▶ [TASK GOAL] Exactly as written, give back every record below.

▶ [MATERIAL PROVIDED]
________________

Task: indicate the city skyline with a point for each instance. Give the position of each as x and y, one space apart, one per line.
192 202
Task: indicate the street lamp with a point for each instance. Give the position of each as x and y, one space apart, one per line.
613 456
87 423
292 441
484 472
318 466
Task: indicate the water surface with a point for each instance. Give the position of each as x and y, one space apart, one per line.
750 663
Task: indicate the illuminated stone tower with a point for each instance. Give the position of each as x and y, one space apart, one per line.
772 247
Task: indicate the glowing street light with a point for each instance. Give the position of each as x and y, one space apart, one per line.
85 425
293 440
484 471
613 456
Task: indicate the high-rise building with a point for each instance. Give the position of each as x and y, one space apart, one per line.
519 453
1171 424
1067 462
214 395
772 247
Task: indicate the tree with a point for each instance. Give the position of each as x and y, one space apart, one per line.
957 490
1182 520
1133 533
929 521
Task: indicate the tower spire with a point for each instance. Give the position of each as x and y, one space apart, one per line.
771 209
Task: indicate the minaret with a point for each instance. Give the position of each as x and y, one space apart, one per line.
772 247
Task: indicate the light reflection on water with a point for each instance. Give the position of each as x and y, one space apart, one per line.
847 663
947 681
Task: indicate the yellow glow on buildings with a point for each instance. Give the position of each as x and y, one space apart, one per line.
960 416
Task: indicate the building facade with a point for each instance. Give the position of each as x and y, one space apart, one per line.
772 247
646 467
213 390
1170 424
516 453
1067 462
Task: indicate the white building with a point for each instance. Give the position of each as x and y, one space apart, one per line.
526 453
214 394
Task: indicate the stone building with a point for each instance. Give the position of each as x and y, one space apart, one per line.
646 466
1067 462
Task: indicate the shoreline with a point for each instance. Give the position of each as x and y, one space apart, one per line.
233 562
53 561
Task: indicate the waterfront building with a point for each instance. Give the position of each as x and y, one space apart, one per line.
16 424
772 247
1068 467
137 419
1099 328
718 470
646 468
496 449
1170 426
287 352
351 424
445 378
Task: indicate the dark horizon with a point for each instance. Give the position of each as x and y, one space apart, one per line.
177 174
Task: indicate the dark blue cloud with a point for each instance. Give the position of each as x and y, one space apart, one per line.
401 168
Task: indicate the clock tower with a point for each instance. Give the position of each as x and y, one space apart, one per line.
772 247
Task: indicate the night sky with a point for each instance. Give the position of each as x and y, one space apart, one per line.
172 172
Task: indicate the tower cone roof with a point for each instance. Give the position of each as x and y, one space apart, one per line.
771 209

________________

▶ [TASK ANSWER]
Task: indicate the city skyline with a point for each instance. Give the position of each as x and y, one space apart, one per line.
192 202
Task: indicate the street lamp with a point for each instance. Give the position of each as x and y, one space apart, one per line.
613 456
87 423
292 441
484 472
318 466
Task: indicate the water surface with a point for each instance. Give the position of each as x and y, one space apart, one per line.
750 663
Task: indicate the illuminated stone tower with a point for each instance. Give the position of each as x and y, one space apart, one per line.
772 247
Task: indicate the glowing street light with a point for each instance. Give the position of each as x and y, one space apart, one per line.
85 425
293 440
484 471
613 456
Task: indicate the high-rise building with a point for each instance. Give the position of each as x and y, one space apart, one per line.
519 453
1171 424
1067 462
214 395
772 247
Task: indicate the tree with a point for each instance. Give the position of each as x and y, one space apart, one per line.
957 490
1182 520
1133 533
929 521
Task: indicate the tower spire with a point for each instance. Give the position of each as x and y, one space apart, one per line.
771 209
Task: indicate the minaret with a point for each instance. Give the position of each as x and y, one space apart, one per line.
772 247
Task: indicate the light reflection on water with a point for each instance. Give the position of each as x and y, one space apart, one per line.
847 663
947 681
Task: indicate the yellow glow on buildings with a point for each instance. Give the position of each as x and y, one space apart, one per line.
960 416
Task: indicate the building facade with a point for each instance. Give the position of each as x and y, one space apart, one per line.
772 247
646 467
213 390
1170 424
516 453
1067 462
Task: indicate the white building with a point for each instance. Give the position of each as x and y, one space apart, one per line.
526 453
214 394
Task: indicate the stone building with a point for each instance. Give the position of each as x and y, one space apart, one per line.
646 466
1067 462
Task: indicate the shoreline with a point for each instance. Give the position of each as x and y, one space apart, one per line.
233 562
53 561
Task: indicate the waterfront building with a point for each instance. Give the position of each as x and y, one space apart, one per line.
16 424
772 247
1068 467
137 419
1099 328
718 470
646 468
496 449
1170 426
287 352
351 424
445 378
Task: indicate the dark horizon with a point for each instance. Give the position of each as x and y, one space apart, one per line.
177 174
Task: indicate the dark blue cloud with a point for each instance. Give the position of each as x and y, one space apart, one per line.
401 168
Task: indicate the clock tower with a point for each instance. Give the position of each as x and y, one space apart, one per line.
772 247
Task: indicate the night sky with a point for each instance. Give the position of each as x and y, one space apart, one per line.
172 172
Task: indicate the tower cone roof with a point for each instance. Give the position of each as x and y, one space apart, one per line.
771 209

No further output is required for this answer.